TASK PROMPT >>
Which lines in the material below contain the string "truck"? Pull out each one and copy it whole.
— start of INPUT RECORDS —
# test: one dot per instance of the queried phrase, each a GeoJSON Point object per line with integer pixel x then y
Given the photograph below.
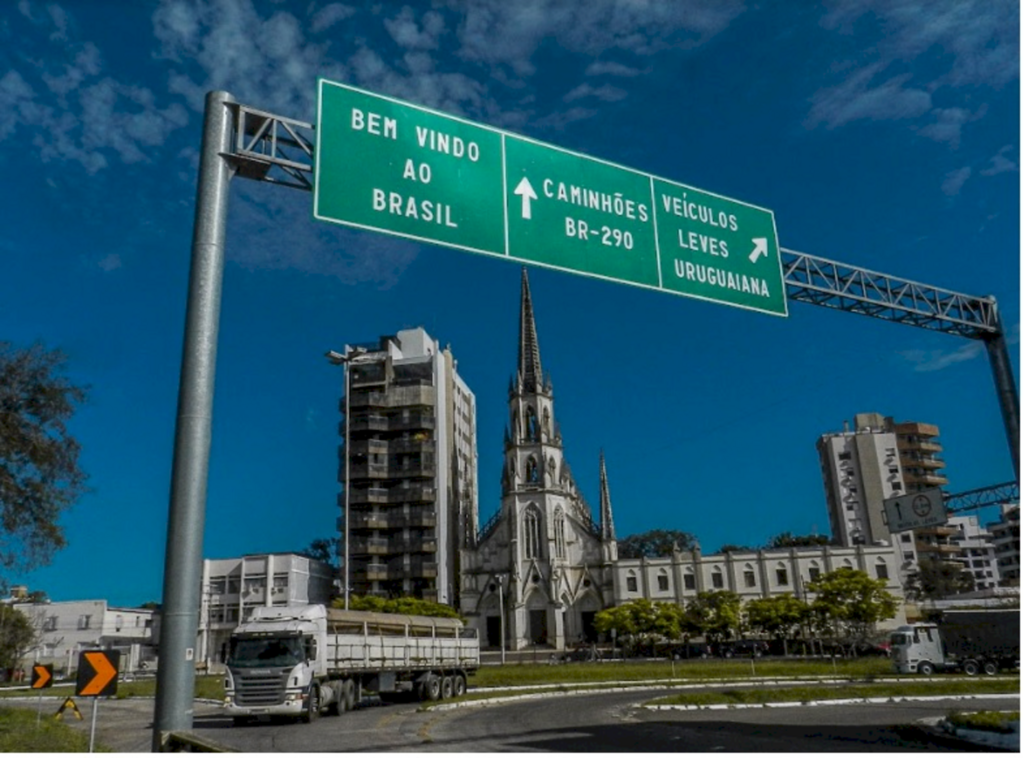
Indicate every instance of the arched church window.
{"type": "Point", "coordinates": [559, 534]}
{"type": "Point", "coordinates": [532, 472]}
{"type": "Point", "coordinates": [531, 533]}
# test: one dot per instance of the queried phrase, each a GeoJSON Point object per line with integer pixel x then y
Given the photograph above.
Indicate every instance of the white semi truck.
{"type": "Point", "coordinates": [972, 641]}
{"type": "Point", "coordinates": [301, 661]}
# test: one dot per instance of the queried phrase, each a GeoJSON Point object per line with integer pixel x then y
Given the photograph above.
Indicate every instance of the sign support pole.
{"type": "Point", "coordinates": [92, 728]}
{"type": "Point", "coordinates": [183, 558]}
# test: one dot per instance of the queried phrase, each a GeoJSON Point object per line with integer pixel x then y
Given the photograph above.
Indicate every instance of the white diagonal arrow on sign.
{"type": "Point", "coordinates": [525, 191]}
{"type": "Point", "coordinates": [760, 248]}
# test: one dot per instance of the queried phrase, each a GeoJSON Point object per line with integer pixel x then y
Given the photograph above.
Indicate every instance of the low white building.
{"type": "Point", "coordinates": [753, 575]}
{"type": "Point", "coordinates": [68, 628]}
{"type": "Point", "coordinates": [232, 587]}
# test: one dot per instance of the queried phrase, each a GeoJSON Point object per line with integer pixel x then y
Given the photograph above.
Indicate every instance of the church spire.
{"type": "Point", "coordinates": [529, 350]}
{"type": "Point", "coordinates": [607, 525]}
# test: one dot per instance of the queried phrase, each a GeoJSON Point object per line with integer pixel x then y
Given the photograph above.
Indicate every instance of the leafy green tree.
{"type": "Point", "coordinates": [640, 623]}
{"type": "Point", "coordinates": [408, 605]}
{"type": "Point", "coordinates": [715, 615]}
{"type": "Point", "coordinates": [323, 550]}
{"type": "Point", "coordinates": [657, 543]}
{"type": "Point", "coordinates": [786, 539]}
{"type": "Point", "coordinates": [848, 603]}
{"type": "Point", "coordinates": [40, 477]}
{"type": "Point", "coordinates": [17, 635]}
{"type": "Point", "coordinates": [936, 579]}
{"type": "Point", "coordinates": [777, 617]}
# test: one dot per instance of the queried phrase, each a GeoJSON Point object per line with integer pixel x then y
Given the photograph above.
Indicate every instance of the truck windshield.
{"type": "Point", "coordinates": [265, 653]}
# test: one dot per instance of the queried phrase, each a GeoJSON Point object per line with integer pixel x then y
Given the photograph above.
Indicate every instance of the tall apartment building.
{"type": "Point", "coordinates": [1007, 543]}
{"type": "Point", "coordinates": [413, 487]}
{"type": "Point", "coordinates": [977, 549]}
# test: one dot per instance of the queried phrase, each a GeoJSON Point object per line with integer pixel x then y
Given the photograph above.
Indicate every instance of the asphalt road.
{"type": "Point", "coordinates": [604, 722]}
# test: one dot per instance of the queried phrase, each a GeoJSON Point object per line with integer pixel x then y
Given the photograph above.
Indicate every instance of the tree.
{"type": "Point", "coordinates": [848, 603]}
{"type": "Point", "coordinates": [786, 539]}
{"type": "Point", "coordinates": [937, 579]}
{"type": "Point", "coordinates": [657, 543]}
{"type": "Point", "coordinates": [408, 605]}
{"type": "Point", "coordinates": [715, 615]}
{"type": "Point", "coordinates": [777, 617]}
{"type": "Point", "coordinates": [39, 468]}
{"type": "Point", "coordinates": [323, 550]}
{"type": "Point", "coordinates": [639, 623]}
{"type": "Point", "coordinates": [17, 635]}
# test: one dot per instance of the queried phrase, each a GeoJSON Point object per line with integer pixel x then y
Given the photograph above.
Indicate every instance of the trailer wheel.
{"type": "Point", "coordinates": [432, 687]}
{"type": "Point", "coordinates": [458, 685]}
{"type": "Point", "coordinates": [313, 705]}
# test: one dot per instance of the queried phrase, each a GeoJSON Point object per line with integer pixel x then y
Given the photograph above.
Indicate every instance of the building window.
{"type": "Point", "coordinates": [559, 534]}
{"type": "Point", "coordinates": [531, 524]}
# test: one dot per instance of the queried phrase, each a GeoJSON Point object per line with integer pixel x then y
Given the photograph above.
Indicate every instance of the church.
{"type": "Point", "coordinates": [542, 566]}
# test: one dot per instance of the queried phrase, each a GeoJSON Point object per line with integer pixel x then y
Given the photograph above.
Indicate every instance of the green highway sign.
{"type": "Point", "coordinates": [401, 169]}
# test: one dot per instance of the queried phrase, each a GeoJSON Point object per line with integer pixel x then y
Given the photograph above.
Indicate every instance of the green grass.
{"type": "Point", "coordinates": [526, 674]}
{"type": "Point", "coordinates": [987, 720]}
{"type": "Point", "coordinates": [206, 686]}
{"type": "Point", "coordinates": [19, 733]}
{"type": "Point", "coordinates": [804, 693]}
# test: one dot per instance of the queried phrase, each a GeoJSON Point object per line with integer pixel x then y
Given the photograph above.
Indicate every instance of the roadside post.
— end of INPUT RECORDS —
— start of INPUT RECORDS —
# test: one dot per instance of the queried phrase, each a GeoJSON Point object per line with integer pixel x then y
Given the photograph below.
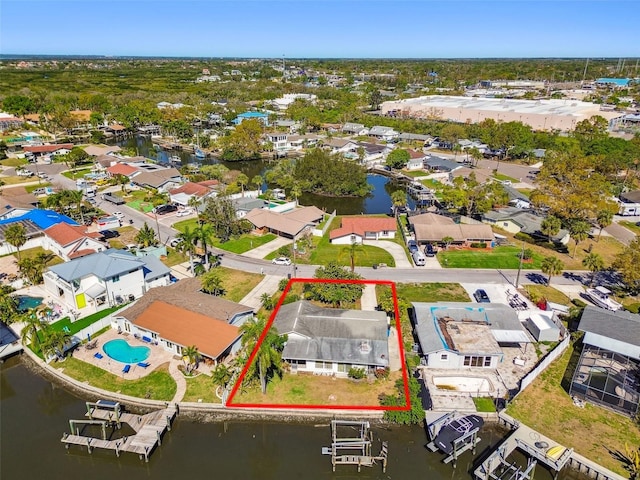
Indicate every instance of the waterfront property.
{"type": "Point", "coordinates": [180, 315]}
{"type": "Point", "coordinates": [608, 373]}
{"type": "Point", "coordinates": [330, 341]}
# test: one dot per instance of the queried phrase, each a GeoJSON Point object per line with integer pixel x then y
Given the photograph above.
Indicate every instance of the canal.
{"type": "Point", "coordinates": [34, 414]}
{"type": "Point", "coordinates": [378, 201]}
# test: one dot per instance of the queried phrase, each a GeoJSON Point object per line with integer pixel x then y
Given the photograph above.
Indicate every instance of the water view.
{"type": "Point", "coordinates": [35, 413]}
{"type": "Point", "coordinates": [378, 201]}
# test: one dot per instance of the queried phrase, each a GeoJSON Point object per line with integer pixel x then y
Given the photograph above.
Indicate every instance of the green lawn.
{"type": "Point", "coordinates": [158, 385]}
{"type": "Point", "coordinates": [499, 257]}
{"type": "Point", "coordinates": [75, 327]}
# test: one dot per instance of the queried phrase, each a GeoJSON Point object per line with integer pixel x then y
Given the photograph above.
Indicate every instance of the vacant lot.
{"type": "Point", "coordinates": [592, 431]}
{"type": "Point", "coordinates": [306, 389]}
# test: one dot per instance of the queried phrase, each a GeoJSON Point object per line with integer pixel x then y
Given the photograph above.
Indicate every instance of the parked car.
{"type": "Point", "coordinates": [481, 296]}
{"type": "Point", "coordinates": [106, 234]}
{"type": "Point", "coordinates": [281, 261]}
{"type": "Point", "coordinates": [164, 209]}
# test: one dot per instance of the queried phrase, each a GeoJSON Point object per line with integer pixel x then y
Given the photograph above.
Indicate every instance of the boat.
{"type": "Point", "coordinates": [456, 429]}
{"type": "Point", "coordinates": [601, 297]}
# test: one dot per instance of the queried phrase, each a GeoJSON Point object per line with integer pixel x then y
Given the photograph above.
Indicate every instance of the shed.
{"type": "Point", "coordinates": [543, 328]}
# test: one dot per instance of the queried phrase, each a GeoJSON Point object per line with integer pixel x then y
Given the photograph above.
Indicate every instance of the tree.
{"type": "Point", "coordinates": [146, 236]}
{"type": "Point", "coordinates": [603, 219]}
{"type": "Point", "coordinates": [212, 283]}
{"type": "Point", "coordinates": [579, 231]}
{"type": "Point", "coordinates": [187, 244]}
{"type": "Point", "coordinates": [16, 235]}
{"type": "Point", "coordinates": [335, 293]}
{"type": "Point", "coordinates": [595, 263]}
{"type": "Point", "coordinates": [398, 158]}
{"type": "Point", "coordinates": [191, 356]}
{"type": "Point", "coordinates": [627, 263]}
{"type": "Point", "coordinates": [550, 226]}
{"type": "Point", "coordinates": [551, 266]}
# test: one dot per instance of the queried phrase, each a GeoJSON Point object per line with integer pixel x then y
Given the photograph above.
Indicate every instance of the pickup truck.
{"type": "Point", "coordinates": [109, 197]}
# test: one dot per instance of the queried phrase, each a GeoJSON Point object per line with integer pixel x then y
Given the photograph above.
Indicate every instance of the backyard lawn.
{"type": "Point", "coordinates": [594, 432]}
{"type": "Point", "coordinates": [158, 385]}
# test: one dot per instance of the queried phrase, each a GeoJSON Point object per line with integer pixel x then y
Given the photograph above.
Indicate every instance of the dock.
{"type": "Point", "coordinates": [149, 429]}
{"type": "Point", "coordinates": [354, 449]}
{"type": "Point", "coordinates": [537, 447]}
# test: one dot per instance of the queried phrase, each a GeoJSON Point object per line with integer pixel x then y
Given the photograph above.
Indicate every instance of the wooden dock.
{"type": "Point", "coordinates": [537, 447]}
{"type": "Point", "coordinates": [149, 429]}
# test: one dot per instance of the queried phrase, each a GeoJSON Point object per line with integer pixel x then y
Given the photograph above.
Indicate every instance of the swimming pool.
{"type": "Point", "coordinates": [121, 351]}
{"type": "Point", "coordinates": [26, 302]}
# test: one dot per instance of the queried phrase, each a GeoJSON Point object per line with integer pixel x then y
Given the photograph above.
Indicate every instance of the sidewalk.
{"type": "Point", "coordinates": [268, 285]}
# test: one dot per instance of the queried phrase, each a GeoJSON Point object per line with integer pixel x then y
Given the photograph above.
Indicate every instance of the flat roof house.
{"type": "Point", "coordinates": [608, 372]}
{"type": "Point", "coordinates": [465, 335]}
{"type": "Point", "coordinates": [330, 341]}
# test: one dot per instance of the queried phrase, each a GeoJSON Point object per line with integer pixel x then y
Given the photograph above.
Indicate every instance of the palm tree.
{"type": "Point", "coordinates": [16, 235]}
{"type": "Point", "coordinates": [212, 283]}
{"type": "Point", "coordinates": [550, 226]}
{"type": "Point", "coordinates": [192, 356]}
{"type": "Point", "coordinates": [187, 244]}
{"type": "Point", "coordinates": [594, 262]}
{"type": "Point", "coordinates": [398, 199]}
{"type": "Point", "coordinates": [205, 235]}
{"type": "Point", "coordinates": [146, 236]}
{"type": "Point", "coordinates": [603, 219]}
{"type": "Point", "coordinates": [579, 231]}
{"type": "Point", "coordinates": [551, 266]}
— end of INPUT RECORDS —
EXERCISE OUTPUT >>
Indicate every instance of the white semi truck.
Indicate every instance of the truck windshield.
Indicate every instance of the pickup truck.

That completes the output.